To do
Exactly the lines from the beginning of the records below through the line with "box: [841, 1364, 913, 1434]" must be given again, without pictures.
[[ Supplied data, beginning ]]
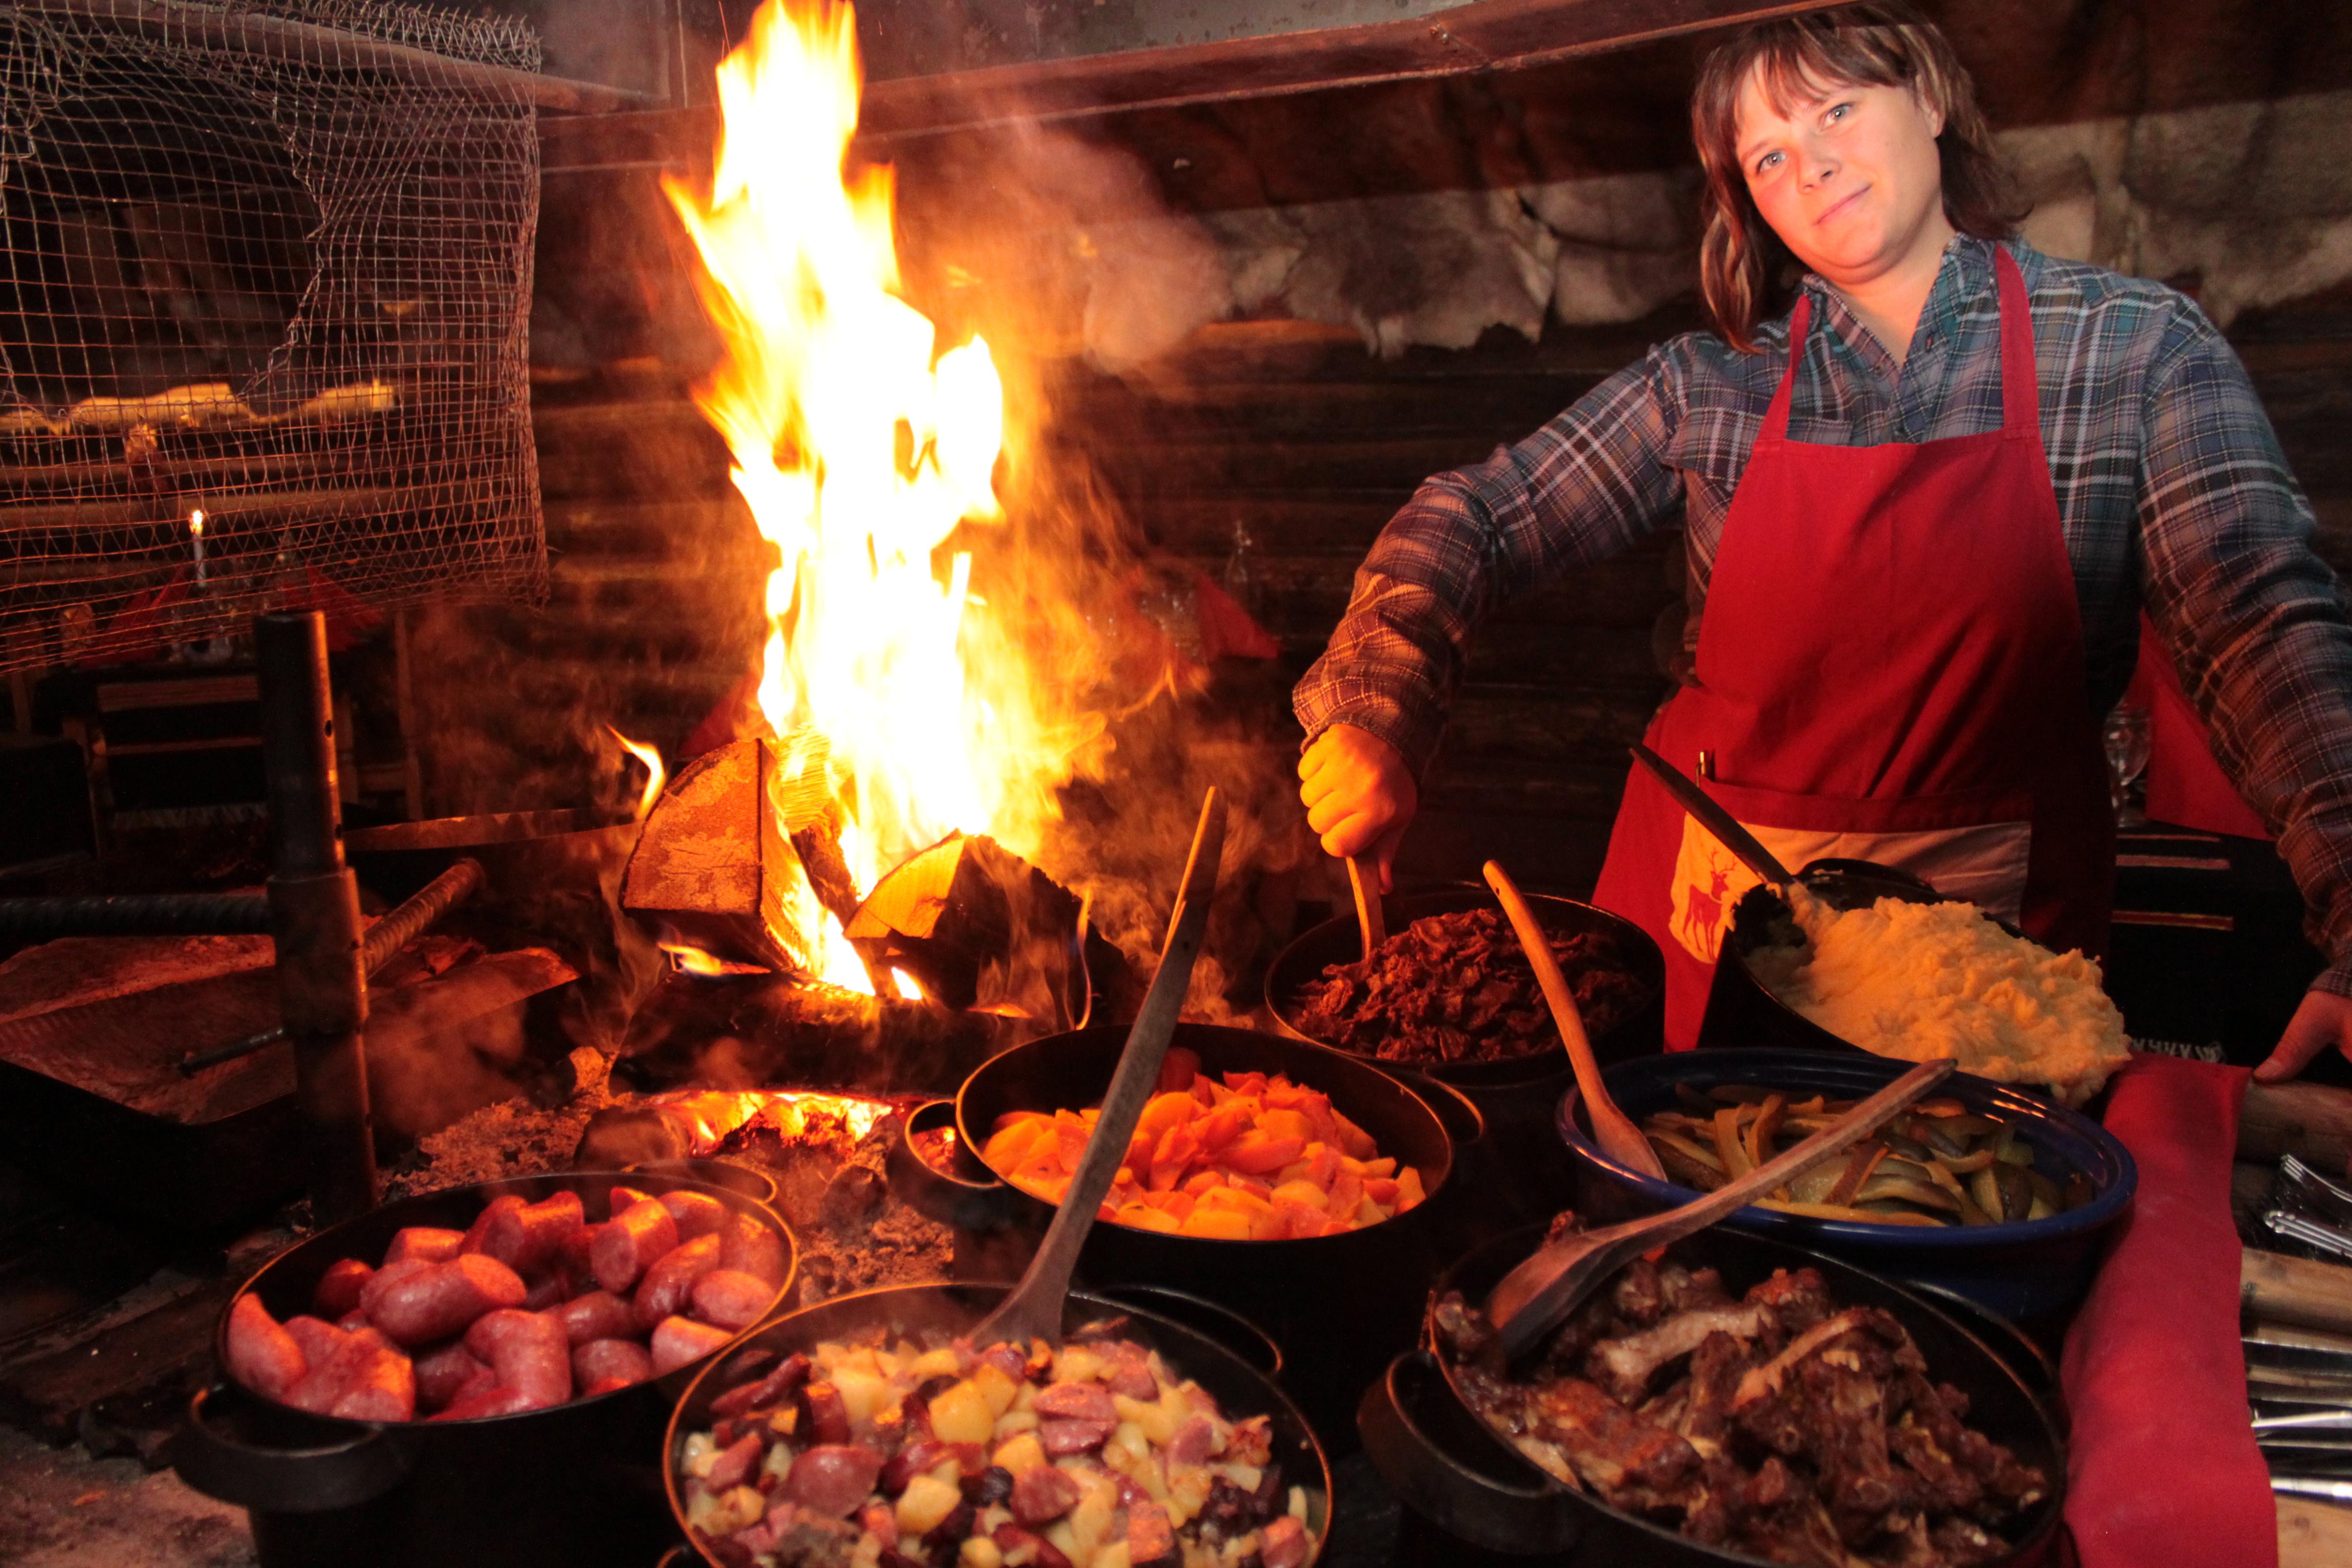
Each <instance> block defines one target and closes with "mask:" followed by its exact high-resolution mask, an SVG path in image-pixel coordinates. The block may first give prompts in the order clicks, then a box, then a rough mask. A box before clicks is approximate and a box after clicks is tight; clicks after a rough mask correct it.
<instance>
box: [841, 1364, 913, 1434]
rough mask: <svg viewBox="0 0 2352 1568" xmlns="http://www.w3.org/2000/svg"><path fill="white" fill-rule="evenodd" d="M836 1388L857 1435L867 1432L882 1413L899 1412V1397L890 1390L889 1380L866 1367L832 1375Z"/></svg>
mask: <svg viewBox="0 0 2352 1568" xmlns="http://www.w3.org/2000/svg"><path fill="white" fill-rule="evenodd" d="M833 1387H835V1389H837V1392H840V1396H842V1408H844V1410H847V1413H849V1425H851V1427H856V1429H858V1432H868V1429H873V1425H875V1418H877V1415H882V1410H894V1408H898V1394H896V1392H894V1389H891V1385H889V1380H887V1378H880V1375H875V1373H870V1371H866V1368H863V1366H847V1363H844V1366H842V1368H840V1371H835V1373H833Z"/></svg>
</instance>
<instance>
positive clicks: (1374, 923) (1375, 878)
mask: <svg viewBox="0 0 2352 1568" xmlns="http://www.w3.org/2000/svg"><path fill="white" fill-rule="evenodd" d="M1348 889H1350V891H1352V893H1355V924H1357V926H1362V931H1364V957H1367V959H1369V957H1371V950H1374V947H1378V945H1381V943H1385V940H1388V922H1385V919H1383V917H1381V867H1378V865H1369V863H1367V860H1364V858H1362V856H1348Z"/></svg>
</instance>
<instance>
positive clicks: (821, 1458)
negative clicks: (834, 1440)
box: [746, 1439, 882, 1519]
mask: <svg viewBox="0 0 2352 1568" xmlns="http://www.w3.org/2000/svg"><path fill="white" fill-rule="evenodd" d="M746 1441H750V1439H746ZM877 1474H882V1455H880V1453H875V1450H873V1448H868V1446H866V1443H818V1446H816V1448H807V1450H802V1453H800V1455H795V1458H793V1474H788V1476H786V1479H783V1495H786V1500H788V1502H797V1505H800V1507H804V1509H809V1512H811V1514H823V1516H828V1519H844V1516H847V1514H849V1512H851V1509H856V1507H858V1505H861V1502H866V1497H868V1495H870V1493H873V1488H875V1476H877Z"/></svg>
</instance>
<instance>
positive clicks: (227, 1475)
mask: <svg viewBox="0 0 2352 1568" xmlns="http://www.w3.org/2000/svg"><path fill="white" fill-rule="evenodd" d="M238 1408H259V1406H254V1401H252V1399H249V1396H247V1394H245V1392H242V1389H238V1387H230V1385H226V1382H214V1385H212V1387H205V1389H198V1392H195V1396H193V1399H191V1401H188V1420H186V1425H183V1427H181V1429H179V1434H176V1436H174V1439H172V1469H176V1472H179V1479H181V1481H186V1483H188V1486H193V1488H195V1490H200V1493H205V1495H207V1497H219V1500H221V1502H233V1505H238V1507H245V1509H254V1512H261V1514H325V1512H332V1509H348V1507H360V1505H362V1502H374V1500H376V1497H381V1495H383V1493H388V1490H393V1488H395V1486H400V1483H402V1481H407V1479H409V1472H412V1469H414V1467H416V1450H414V1443H412V1441H405V1439H400V1436H397V1434H393V1432H390V1429H388V1427H383V1425H376V1422H369V1425H365V1427H358V1429H353V1432H322V1436H325V1441H318V1443H313V1446H301V1448H294V1446H278V1443H254V1441H247V1439H245V1436H240V1434H238V1432H235V1429H233V1418H235V1413H238ZM322 1427H325V1425H322Z"/></svg>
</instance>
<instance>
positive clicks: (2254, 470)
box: [2140, 299, 2352, 994]
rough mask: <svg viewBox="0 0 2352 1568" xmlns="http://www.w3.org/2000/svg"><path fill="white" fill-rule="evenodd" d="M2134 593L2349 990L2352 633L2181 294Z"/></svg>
mask: <svg viewBox="0 0 2352 1568" xmlns="http://www.w3.org/2000/svg"><path fill="white" fill-rule="evenodd" d="M2145 397H2147V409H2145V418H2143V430H2145V447H2143V458H2140V545H2143V552H2145V581H2143V602H2145V604H2147V614H2150V621H2152V623H2154V625H2157V632H2159V637H2161V639H2164V646H2166V649H2169V651H2171V656H2173V668H2176V670H2178V672H2180V684H2183V686H2185V689H2187V693H2190V698H2192V701H2194V703H2197V708H2199V712H2204V717H2206V724H2209V726H2211V733H2213V757H2216V759H2218V762H2220V766H2223V771H2225V773H2227V776H2230V783H2234V785H2237V790H2239V795H2244V797H2246V802H2249V804H2251V806H2253V809H2256V811H2260V813H2263V818H2265V820H2267V823H2270V827H2272V832H2274V835H2277V839H2279V856H2281V858H2284V860H2286V865H2288V870H2293V875H2296V886H2300V889H2303V893H2305V900H2307V926H2310V933H2312V940H2314V945H2319V950H2321V952H2326V954H2328V957H2331V959H2333V961H2331V966H2328V971H2326V973H2324V976H2321V978H2319V983H2317V985H2319V987H2321V990H2331V992H2338V994H2352V625H2347V623H2345V609H2343V597H2340V583H2338V581H2336V574H2333V571H2331V569H2328V564H2326V562H2321V559H2319V555H2314V552H2312V505H2310V501H2307V498H2305V496H2303V487H2300V484H2296V475H2293V473H2291V470H2288V468H2286V456H2284V454H2281V451H2279V437H2277V435H2274V433H2272V428H2270V418H2267V416H2265V414H2263V402H2260V397H2258V395H2256V390H2253V383H2251V381H2249V378H2246V369H2244V364H2239V360H2237V355H2234V353H2232V350H2230V343H2227V341H2225V339H2223V336H2220V331H2216V329H2213V324H2211V322H2209V320H2206V317H2204V313H2201V310H2197V306H2194V303H2190V301H2185V299H2183V301H2180V306H2178V310H2176V317H2173V320H2171V322H2169V327H2166V341H2164V346H2161V348H2159V360H2157V364H2154V367H2152V374H2150V378H2147V393H2145Z"/></svg>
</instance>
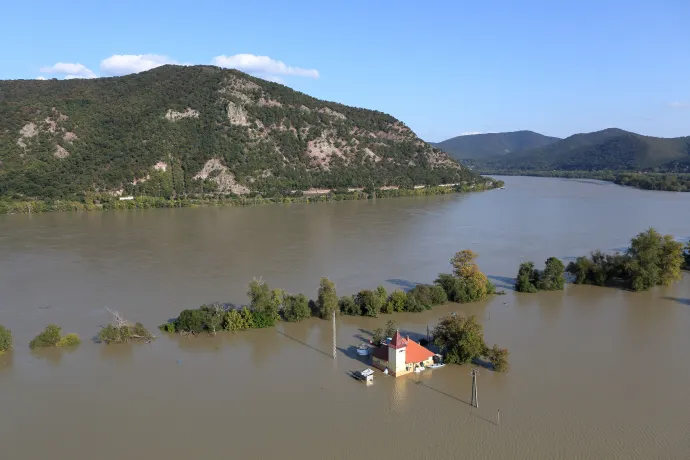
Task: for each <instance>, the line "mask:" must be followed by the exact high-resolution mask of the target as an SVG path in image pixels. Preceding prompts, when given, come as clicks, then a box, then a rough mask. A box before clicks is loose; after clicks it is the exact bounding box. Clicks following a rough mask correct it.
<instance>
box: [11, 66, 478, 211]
mask: <svg viewBox="0 0 690 460" xmlns="http://www.w3.org/2000/svg"><path fill="white" fill-rule="evenodd" d="M482 180H483V179H482V178H480V177H479V176H477V175H475V174H473V173H472V172H470V171H469V170H467V169H466V168H464V167H462V166H460V165H459V164H458V163H457V162H455V161H454V160H453V159H451V158H450V157H449V156H448V155H446V154H445V153H443V152H441V151H440V150H438V149H436V148H434V147H432V146H431V145H429V144H427V143H425V142H424V141H422V140H421V139H419V138H418V137H417V136H416V135H415V134H414V133H413V132H412V131H411V130H410V128H408V127H407V126H406V125H405V124H404V123H402V122H401V121H399V120H396V119H395V118H393V117H391V116H390V115H386V114H384V113H381V112H377V111H372V110H365V109H359V108H354V107H348V106H345V105H342V104H337V103H333V102H327V101H322V100H318V99H315V98H313V97H310V96H307V95H305V94H302V93H299V92H297V91H294V90H292V89H290V88H288V87H286V86H283V85H280V84H277V83H272V82H268V81H264V80H261V79H258V78H254V77H251V76H249V75H246V74H244V73H242V72H239V71H235V70H225V69H220V68H217V67H210V66H190V67H183V66H163V67H159V68H156V69H154V70H151V71H148V72H143V73H140V74H135V75H128V76H125V77H117V78H99V79H91V80H61V81H58V80H48V81H38V80H11V81H2V82H0V195H1V196H16V197H21V196H24V197H42V198H63V197H71V196H77V195H79V194H83V193H84V192H101V193H103V192H108V193H113V194H123V193H125V194H146V195H153V196H176V195H181V194H185V195H188V194H200V193H213V192H216V193H226V194H230V193H232V194H240V195H241V194H247V193H251V192H260V193H264V194H280V193H286V192H287V191H291V190H306V189H310V188H314V187H316V188H319V187H325V188H345V187H363V186H386V185H415V184H439V183H456V182H463V181H464V182H476V181H482Z"/></svg>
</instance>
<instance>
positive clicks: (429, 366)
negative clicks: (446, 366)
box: [427, 363, 446, 369]
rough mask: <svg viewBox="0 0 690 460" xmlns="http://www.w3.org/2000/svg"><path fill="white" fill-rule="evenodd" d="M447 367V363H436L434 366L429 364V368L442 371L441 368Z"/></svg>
mask: <svg viewBox="0 0 690 460" xmlns="http://www.w3.org/2000/svg"><path fill="white" fill-rule="evenodd" d="M445 365H446V363H434V364H429V365H428V366H427V367H428V368H429V369H440V368H442V367H444V366H445Z"/></svg>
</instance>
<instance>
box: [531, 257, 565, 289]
mask: <svg viewBox="0 0 690 460" xmlns="http://www.w3.org/2000/svg"><path fill="white" fill-rule="evenodd" d="M564 288H565V265H563V262H561V260H560V259H558V258H556V257H549V258H548V259H546V263H545V266H544V271H543V272H541V273H540V274H539V279H538V281H537V289H539V290H542V291H562V290H563V289H564Z"/></svg>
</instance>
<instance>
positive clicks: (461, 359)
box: [433, 315, 487, 364]
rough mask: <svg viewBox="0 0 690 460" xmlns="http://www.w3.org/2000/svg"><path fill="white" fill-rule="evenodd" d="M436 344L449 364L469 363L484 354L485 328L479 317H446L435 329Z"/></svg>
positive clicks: (475, 316) (484, 345) (442, 318)
mask: <svg viewBox="0 0 690 460" xmlns="http://www.w3.org/2000/svg"><path fill="white" fill-rule="evenodd" d="M433 335H434V344H436V345H437V346H438V347H440V348H441V349H442V350H444V351H445V360H446V362H449V363H460V364H462V363H469V362H470V361H472V360H473V359H475V358H478V357H480V356H482V355H483V354H484V351H485V350H486V348H487V347H486V344H485V343H484V328H483V326H482V325H481V324H480V323H479V322H478V321H477V317H476V316H474V315H472V316H470V317H465V316H446V317H445V318H442V319H441V321H440V322H439V323H438V325H437V326H436V328H434V333H433Z"/></svg>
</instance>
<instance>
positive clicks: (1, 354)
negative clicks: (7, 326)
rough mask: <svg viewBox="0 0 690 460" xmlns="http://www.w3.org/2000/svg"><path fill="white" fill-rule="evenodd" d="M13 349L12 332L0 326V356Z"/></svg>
mask: <svg viewBox="0 0 690 460" xmlns="http://www.w3.org/2000/svg"><path fill="white" fill-rule="evenodd" d="M11 349H12V331H11V330H9V329H8V328H6V327H5V326H3V325H2V324H0V355H4V354H5V353H7V352H8V351H10V350H11Z"/></svg>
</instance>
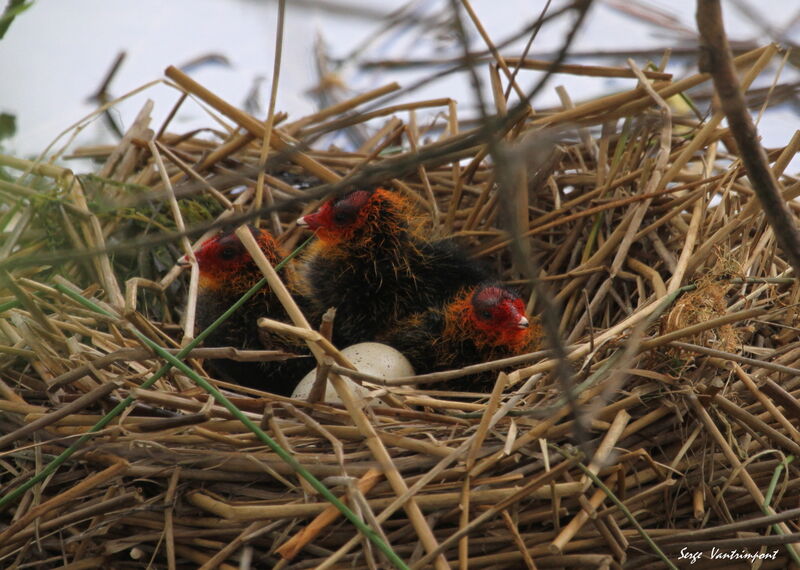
[[ Supplied data, end ]]
Task answer
Each <instance> block defines one target and closes with "mask:" followed by its exact high-resolution mask, an SVG path in image-pixel coordinates. The block may first give prompts in the order clicks, then a box, then a rough mask. A box before clicks is approximate and a box after clicks is tight; clicks after a rough mask correct it.
<instance>
box: [841, 1364, 913, 1434]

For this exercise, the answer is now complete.